__REQUIREMENTS__: In the listing below, locate the line containing "of the firebox"; reproduce that line and all lines that follow it, unchanged.

******

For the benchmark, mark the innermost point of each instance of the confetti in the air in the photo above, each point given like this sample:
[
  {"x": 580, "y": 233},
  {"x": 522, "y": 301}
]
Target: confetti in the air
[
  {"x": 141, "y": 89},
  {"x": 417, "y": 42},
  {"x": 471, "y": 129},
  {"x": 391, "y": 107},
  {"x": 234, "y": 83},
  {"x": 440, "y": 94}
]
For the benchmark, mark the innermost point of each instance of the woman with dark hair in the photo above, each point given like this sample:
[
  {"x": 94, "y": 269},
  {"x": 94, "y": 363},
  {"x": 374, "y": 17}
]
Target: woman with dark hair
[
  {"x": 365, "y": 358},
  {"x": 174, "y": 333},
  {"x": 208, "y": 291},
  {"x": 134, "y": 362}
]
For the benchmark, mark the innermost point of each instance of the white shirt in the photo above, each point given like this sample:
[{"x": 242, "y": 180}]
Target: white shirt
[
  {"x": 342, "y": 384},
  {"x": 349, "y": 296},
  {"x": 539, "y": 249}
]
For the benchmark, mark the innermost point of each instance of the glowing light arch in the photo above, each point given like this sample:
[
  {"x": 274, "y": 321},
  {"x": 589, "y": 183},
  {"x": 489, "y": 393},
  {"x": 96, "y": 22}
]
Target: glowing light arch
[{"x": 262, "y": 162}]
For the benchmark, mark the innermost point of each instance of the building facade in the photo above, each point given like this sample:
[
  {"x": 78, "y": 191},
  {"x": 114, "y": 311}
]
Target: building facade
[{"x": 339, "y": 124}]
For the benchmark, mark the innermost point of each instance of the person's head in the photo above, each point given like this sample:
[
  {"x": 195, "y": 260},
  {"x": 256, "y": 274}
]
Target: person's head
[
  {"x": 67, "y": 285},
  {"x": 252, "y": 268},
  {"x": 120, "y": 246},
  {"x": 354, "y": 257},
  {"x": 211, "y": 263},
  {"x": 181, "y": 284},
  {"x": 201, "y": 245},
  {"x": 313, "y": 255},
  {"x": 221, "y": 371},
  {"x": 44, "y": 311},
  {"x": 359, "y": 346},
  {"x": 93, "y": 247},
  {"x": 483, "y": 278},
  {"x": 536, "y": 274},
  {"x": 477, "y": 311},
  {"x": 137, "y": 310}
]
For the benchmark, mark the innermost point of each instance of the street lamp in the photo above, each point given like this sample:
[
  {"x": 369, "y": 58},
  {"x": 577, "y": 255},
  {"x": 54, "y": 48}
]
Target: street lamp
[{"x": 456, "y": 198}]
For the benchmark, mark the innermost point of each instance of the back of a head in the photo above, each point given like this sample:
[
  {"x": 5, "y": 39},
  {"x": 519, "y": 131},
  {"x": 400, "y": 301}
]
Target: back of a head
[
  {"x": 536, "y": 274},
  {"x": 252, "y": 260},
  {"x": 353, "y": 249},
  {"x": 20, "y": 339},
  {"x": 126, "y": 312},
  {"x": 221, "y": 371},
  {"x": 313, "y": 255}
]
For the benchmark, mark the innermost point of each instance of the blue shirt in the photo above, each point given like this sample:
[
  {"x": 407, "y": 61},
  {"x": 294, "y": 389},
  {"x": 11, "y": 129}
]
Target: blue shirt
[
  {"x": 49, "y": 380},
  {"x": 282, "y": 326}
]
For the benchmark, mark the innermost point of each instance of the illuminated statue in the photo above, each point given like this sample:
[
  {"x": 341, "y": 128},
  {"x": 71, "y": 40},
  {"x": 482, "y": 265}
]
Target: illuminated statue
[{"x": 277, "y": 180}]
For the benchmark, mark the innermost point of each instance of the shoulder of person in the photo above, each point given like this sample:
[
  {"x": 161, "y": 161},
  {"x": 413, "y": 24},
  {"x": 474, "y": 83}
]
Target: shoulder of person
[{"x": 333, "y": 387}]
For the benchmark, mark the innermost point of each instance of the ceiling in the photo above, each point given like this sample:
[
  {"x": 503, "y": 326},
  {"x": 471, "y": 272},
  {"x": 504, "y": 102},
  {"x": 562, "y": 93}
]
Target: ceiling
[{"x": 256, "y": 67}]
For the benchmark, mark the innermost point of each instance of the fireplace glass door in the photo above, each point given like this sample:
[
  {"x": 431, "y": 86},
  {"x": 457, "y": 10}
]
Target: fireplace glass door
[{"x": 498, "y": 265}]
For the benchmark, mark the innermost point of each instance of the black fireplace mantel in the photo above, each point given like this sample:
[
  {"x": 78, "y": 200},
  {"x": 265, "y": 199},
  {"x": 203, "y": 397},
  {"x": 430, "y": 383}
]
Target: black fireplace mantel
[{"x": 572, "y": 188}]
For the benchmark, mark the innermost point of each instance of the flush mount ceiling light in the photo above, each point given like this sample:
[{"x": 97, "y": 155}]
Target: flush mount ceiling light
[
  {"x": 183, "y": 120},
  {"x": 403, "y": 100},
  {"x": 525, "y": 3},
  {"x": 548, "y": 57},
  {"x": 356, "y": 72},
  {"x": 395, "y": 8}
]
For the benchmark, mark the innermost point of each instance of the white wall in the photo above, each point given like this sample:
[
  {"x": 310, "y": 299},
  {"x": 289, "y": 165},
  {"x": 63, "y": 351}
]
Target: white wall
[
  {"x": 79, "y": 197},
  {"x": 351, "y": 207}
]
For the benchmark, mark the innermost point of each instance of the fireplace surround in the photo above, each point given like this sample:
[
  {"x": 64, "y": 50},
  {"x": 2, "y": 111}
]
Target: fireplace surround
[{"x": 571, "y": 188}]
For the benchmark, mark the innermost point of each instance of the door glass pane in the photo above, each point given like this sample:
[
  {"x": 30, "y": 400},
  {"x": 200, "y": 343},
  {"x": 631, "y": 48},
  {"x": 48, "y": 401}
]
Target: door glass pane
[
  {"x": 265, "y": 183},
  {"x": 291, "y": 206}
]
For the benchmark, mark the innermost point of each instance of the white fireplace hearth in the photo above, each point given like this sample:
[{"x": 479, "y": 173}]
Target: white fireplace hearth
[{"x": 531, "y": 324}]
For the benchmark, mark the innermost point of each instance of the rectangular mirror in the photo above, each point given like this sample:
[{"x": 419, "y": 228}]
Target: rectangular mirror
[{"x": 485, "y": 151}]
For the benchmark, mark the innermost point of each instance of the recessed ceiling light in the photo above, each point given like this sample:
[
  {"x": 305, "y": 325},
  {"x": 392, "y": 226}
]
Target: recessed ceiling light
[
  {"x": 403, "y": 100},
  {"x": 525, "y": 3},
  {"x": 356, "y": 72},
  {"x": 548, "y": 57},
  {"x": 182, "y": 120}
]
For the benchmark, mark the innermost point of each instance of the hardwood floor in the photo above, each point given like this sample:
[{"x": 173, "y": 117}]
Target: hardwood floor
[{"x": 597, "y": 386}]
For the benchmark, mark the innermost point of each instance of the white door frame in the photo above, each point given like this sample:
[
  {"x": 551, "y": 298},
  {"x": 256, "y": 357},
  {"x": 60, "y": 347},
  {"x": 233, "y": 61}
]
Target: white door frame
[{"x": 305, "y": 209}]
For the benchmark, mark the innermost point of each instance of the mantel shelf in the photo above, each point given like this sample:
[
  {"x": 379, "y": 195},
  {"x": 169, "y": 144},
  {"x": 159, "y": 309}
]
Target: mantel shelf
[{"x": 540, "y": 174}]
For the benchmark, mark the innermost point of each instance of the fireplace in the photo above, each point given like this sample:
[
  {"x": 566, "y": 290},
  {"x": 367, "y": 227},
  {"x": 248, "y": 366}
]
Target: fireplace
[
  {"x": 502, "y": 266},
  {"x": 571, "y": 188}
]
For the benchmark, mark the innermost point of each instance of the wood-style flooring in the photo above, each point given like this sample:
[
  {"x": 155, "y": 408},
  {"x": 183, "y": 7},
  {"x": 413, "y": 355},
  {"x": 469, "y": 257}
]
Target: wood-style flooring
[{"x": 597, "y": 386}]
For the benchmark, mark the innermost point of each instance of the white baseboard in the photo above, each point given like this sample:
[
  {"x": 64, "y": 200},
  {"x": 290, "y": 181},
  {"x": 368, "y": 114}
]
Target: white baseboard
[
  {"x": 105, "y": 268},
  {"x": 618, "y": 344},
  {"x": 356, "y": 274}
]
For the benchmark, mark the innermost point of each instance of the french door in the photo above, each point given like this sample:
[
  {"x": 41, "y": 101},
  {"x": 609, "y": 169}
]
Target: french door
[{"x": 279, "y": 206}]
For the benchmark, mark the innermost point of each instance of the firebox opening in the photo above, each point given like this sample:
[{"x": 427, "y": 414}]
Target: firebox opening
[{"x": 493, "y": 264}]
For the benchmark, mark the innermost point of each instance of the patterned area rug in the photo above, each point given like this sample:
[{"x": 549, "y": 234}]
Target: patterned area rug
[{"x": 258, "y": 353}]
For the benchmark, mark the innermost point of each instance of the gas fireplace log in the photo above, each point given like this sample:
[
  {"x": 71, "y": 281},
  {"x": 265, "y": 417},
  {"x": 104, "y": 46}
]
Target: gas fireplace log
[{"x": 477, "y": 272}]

******

__WRITTEN REPLY__:
For the benchmark, mark the innermost point of each instance of the firebox opening in the photo above, each point given like this sample:
[{"x": 427, "y": 414}]
Target: firebox opening
[{"x": 493, "y": 264}]
For the benchmark, mark the innermost point of each instance of the patterned area rug in the photo above, each point given like this sample:
[{"x": 549, "y": 234}]
Target: patterned area rug
[{"x": 258, "y": 353}]
For the benchmark, mark the innermost point of each instance of the gas fireplace log in the photo above, each point given like this sample:
[
  {"x": 71, "y": 281},
  {"x": 265, "y": 417},
  {"x": 104, "y": 46}
]
Target: gas fireplace log
[{"x": 477, "y": 272}]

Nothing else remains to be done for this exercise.